» **Given task**
In the records below, copy out word for word the part that opens with the line containing "row: leafy bush by walkway" and closes with the line containing "137], [67, 137]]", both of those lines included.

── Records provided ──

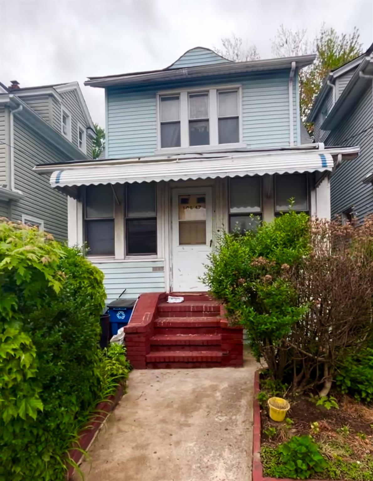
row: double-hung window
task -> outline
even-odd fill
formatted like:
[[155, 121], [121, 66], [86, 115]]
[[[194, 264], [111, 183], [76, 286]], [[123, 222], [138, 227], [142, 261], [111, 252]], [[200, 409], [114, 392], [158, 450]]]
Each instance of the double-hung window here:
[[113, 256], [114, 204], [112, 186], [90, 185], [85, 191], [85, 241], [88, 254]]
[[163, 96], [160, 97], [161, 147], [180, 145], [180, 95]]
[[262, 221], [260, 177], [235, 177], [229, 181], [230, 231], [256, 229]]
[[238, 90], [218, 92], [218, 129], [219, 143], [240, 141], [240, 116]]
[[189, 145], [210, 144], [208, 93], [189, 94]]
[[[306, 174], [284, 174], [276, 175], [275, 181], [276, 215], [292, 210], [308, 212], [308, 195]], [[291, 199], [293, 200], [293, 205]]]
[[157, 253], [157, 207], [154, 182], [129, 184], [126, 203], [127, 255]]

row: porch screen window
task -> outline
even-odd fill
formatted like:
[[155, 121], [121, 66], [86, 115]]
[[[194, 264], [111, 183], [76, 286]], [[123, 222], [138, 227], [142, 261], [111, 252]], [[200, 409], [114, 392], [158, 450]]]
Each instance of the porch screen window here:
[[259, 177], [235, 177], [229, 183], [229, 230], [256, 229], [262, 221]]
[[180, 145], [180, 96], [161, 97], [161, 147], [179, 147]]
[[209, 144], [209, 94], [189, 94], [189, 145]]
[[219, 143], [231, 144], [240, 141], [239, 95], [237, 90], [218, 92]]
[[293, 210], [308, 210], [307, 175], [306, 174], [285, 174], [275, 177], [276, 211], [286, 212], [290, 209], [290, 199], [294, 199]]
[[85, 240], [92, 255], [114, 255], [114, 196], [111, 186], [90, 185], [85, 192]]
[[129, 184], [127, 187], [127, 254], [157, 253], [155, 183]]

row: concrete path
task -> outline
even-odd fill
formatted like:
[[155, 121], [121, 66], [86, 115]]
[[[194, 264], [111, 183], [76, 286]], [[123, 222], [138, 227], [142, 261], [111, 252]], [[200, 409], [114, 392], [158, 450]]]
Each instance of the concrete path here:
[[250, 481], [257, 367], [133, 371], [85, 481]]

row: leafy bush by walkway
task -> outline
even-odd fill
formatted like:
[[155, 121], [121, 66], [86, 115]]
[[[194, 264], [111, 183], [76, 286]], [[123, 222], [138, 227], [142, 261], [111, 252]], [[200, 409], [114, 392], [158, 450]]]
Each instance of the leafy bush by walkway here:
[[0, 224], [0, 481], [65, 479], [90, 412], [127, 376], [99, 346], [103, 275], [50, 234]]

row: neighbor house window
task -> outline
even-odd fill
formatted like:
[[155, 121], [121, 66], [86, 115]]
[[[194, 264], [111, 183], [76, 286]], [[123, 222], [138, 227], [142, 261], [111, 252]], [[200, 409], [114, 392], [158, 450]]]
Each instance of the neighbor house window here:
[[80, 124], [78, 125], [78, 145], [80, 150], [85, 153], [87, 152], [85, 129]]
[[180, 100], [179, 95], [160, 97], [160, 146], [180, 146]]
[[[275, 179], [276, 213], [286, 212], [291, 209], [298, 212], [308, 212], [306, 174], [284, 174], [276, 176]], [[293, 204], [291, 206], [292, 202]]]
[[128, 184], [126, 206], [127, 255], [156, 254], [155, 183]]
[[229, 179], [229, 230], [255, 230], [262, 221], [260, 177]]
[[[209, 146], [244, 147], [241, 139], [241, 88], [211, 88], [161, 93], [158, 97], [159, 139], [161, 149], [201, 151]], [[181, 149], [180, 148], [181, 148]]]
[[22, 214], [22, 222], [27, 226], [32, 226], [38, 228], [40, 231], [44, 230], [44, 221], [26, 214]]
[[218, 92], [219, 143], [240, 141], [240, 117], [238, 90]]
[[210, 144], [208, 93], [189, 95], [189, 145]]
[[85, 191], [85, 241], [88, 254], [115, 254], [114, 196], [111, 185], [90, 185]]
[[69, 140], [71, 140], [71, 116], [67, 111], [65, 110], [64, 109], [62, 109], [61, 126], [62, 133], [66, 137], [67, 137]]

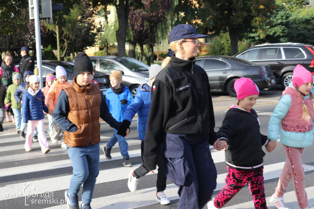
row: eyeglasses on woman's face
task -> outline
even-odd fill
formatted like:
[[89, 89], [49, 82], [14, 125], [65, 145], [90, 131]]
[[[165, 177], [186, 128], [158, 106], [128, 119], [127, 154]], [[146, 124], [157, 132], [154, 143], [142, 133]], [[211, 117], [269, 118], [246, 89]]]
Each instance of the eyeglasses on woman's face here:
[[199, 41], [199, 40], [198, 39], [197, 39], [196, 40], [194, 40], [192, 41], [187, 41], [186, 40], [185, 40], [183, 39], [183, 40], [180, 40], [175, 41], [174, 41], [174, 43], [177, 43], [178, 42], [193, 42], [195, 44], [196, 46], [197, 46], [199, 44], [201, 44], [201, 42]]

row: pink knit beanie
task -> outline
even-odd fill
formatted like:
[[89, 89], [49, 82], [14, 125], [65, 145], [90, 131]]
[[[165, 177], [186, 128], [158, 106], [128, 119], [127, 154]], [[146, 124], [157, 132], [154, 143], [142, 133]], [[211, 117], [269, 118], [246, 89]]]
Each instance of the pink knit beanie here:
[[238, 99], [242, 99], [251, 95], [259, 95], [258, 87], [251, 78], [239, 78], [235, 82], [234, 87]]
[[313, 82], [313, 75], [311, 72], [300, 65], [296, 66], [293, 70], [292, 76], [292, 84], [294, 88], [296, 88], [296, 84], [298, 87], [304, 83]]

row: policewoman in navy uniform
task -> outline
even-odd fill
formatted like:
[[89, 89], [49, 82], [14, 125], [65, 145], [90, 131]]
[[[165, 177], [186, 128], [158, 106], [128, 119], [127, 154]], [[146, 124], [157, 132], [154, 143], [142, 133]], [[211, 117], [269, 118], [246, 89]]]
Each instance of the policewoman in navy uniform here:
[[179, 186], [179, 209], [202, 208], [216, 186], [209, 149], [218, 141], [210, 88], [206, 72], [195, 64], [198, 39], [207, 36], [190, 25], [173, 28], [168, 57], [151, 90], [144, 166], [155, 169], [161, 155], [167, 177]]

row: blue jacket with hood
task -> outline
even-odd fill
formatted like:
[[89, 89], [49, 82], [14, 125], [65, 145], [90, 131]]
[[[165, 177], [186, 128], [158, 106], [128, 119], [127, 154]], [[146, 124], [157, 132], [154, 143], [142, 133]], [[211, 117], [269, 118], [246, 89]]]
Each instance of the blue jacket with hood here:
[[139, 86], [134, 99], [123, 115], [123, 120], [127, 120], [131, 123], [137, 113], [138, 138], [142, 141], [145, 138], [146, 126], [150, 107], [150, 87], [147, 83], [143, 83]]
[[[26, 81], [25, 80], [25, 78], [28, 75], [32, 75], [34, 74], [34, 73], [33, 72], [30, 70], [27, 70], [24, 73], [24, 75], [23, 76], [23, 78], [24, 78], [23, 79], [23, 83], [20, 84], [19, 87], [18, 87], [16, 91], [15, 91], [15, 93], [14, 93], [14, 98], [16, 100], [16, 101], [18, 102], [18, 103], [19, 103], [21, 99], [23, 99], [23, 96], [24, 96], [24, 92], [25, 91], [25, 88], [27, 85], [27, 84], [26, 83]], [[22, 96], [21, 96], [21, 98], [20, 98], [20, 96], [21, 95], [21, 94], [22, 94]]]
[[[289, 87], [293, 88], [292, 82]], [[312, 88], [312, 94], [314, 94], [314, 87]], [[311, 97], [310, 94], [304, 97], [306, 99]], [[287, 115], [291, 105], [291, 97], [289, 94], [283, 96], [274, 110], [268, 124], [268, 138], [276, 141], [278, 140], [280, 130], [280, 142], [290, 147], [306, 147], [312, 145], [314, 139], [314, 128], [305, 132], [287, 131], [280, 128], [280, 122]], [[314, 119], [313, 119], [314, 122]]]

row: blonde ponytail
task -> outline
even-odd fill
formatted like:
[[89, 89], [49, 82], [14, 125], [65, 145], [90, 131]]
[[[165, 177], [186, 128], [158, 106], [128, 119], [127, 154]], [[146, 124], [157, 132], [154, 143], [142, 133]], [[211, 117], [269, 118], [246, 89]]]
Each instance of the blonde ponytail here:
[[[308, 110], [307, 110], [307, 107], [305, 105], [304, 97], [303, 96], [303, 95], [302, 95], [302, 93], [299, 90], [299, 89], [298, 88], [298, 86], [296, 85], [296, 83], [295, 86], [295, 89], [299, 92], [299, 93], [300, 94], [300, 95], [301, 96], [301, 97], [302, 98], [302, 100], [303, 100], [302, 102], [303, 104], [302, 104], [302, 110], [303, 111], [303, 115], [302, 115], [302, 118], [305, 118], [307, 121], [309, 121], [311, 118], [310, 117], [310, 114], [309, 114]], [[313, 96], [312, 95], [312, 93], [310, 93], [310, 94], [311, 94], [311, 97], [312, 97], [312, 99], [313, 99]], [[314, 105], [313, 105], [313, 107], [314, 107]]]
[[[180, 42], [177, 42], [175, 43], [175, 42], [172, 41], [170, 42], [169, 44], [169, 46], [170, 47], [170, 49], [173, 52], [173, 56], [176, 56], [176, 52], [178, 52], [179, 53], [184, 53], [184, 51], [180, 48], [179, 45]], [[170, 56], [167, 56], [165, 58], [161, 63], [161, 69], [164, 68], [166, 66], [169, 64], [169, 62], [171, 59], [171, 57]]]

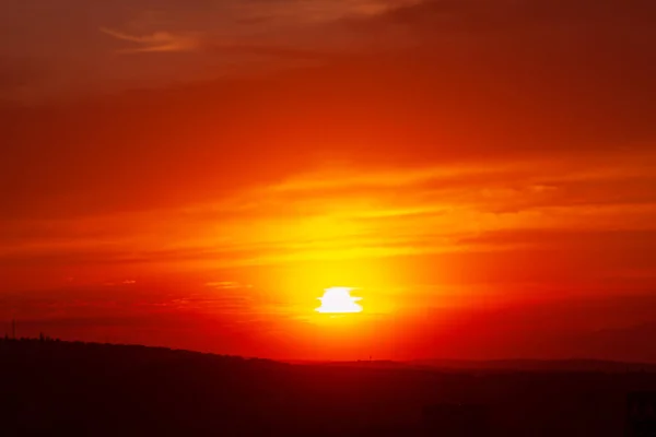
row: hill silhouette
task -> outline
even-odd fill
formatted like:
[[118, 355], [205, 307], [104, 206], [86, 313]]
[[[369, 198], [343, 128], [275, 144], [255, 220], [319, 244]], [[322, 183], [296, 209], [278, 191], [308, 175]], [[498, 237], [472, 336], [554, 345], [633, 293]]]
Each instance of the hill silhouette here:
[[647, 368], [548, 365], [455, 373], [0, 340], [0, 423], [12, 436], [617, 436], [629, 393], [656, 390]]

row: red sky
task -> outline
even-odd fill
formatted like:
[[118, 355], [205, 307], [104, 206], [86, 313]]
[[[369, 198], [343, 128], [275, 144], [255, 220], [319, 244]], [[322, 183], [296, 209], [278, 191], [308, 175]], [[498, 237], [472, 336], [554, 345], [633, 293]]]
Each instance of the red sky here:
[[[274, 358], [656, 361], [655, 19], [4, 1], [0, 319]], [[365, 311], [318, 318], [329, 286]]]

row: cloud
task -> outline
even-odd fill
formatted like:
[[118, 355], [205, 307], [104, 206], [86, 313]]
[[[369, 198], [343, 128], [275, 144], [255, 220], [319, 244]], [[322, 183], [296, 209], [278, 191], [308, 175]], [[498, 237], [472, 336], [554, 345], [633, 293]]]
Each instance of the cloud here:
[[101, 27], [101, 32], [117, 39], [134, 43], [140, 47], [119, 49], [124, 54], [190, 51], [199, 48], [197, 37], [174, 35], [168, 32], [156, 32], [150, 35], [134, 36], [119, 31]]
[[206, 55], [248, 55], [286, 60], [325, 60], [328, 58], [328, 54], [319, 50], [248, 40], [221, 42], [200, 35], [176, 35], [168, 32], [133, 36], [105, 27], [101, 28], [101, 32], [117, 39], [134, 43], [140, 46], [118, 49], [117, 51], [120, 54], [198, 51]]

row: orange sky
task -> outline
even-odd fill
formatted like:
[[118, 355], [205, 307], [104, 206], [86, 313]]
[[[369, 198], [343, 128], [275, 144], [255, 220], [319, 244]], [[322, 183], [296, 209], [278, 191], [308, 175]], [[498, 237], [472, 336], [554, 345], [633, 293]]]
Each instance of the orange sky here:
[[7, 327], [656, 361], [651, 3], [59, 3], [0, 5]]

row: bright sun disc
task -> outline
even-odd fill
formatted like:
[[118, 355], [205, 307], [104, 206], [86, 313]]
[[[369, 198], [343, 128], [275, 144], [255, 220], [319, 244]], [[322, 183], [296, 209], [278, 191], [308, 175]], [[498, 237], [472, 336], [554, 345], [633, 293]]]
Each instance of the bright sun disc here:
[[316, 311], [323, 314], [362, 312], [362, 305], [358, 304], [358, 300], [362, 300], [362, 298], [351, 296], [352, 290], [349, 287], [326, 288], [324, 296], [318, 297], [321, 306]]

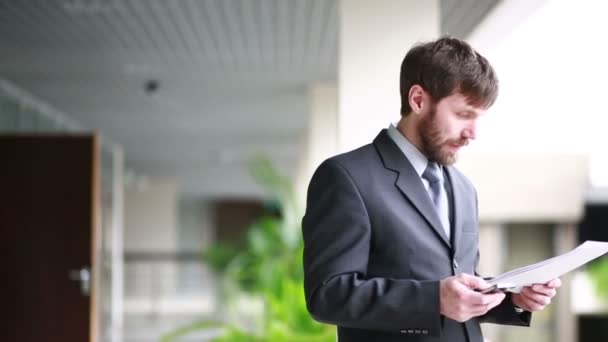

───

» **Result**
row: leafy bush by walkway
task -> outline
even-odd fill
formatted like:
[[155, 121], [121, 66], [86, 115]]
[[[194, 264], [111, 183], [76, 286]], [[123, 222], [138, 227], [142, 261], [111, 252]], [[200, 409], [114, 392], [158, 450]]]
Each instance of the leafy bush by walkway here:
[[0, 224], [0, 481], [65, 479], [90, 412], [127, 376], [99, 346], [103, 275], [50, 234]]

row: neighbor house window
task -> outline
even-odd fill
formatted like:
[[155, 121], [121, 66], [86, 115]]
[[[194, 264], [111, 183], [76, 286]], [[123, 222], [138, 227], [142, 261], [111, 252]], [[200, 409], [114, 392], [158, 450]]]
Each instance of the neighbor house window here:
[[80, 124], [78, 125], [78, 145], [80, 150], [85, 153], [87, 152], [85, 129]]
[[180, 100], [179, 95], [160, 97], [160, 146], [180, 146]]
[[[275, 179], [276, 213], [286, 212], [291, 209], [298, 212], [308, 212], [306, 174], [284, 174], [276, 176]], [[293, 204], [291, 206], [292, 202]]]
[[128, 184], [126, 206], [127, 255], [156, 254], [155, 183]]
[[229, 179], [229, 230], [255, 230], [262, 221], [260, 177]]
[[[209, 146], [244, 147], [241, 139], [241, 88], [211, 88], [161, 93], [158, 97], [159, 139], [161, 149], [201, 151]], [[181, 149], [180, 148], [181, 148]]]
[[22, 214], [22, 222], [27, 226], [32, 226], [38, 228], [40, 231], [44, 230], [44, 221], [26, 214]]
[[218, 92], [219, 143], [240, 141], [240, 117], [238, 90]]
[[210, 144], [208, 93], [189, 95], [189, 145]]
[[85, 191], [85, 241], [88, 254], [115, 254], [114, 196], [111, 185], [90, 185]]
[[69, 140], [71, 140], [71, 116], [67, 111], [65, 110], [64, 109], [62, 109], [61, 126], [62, 133], [66, 137], [67, 137]]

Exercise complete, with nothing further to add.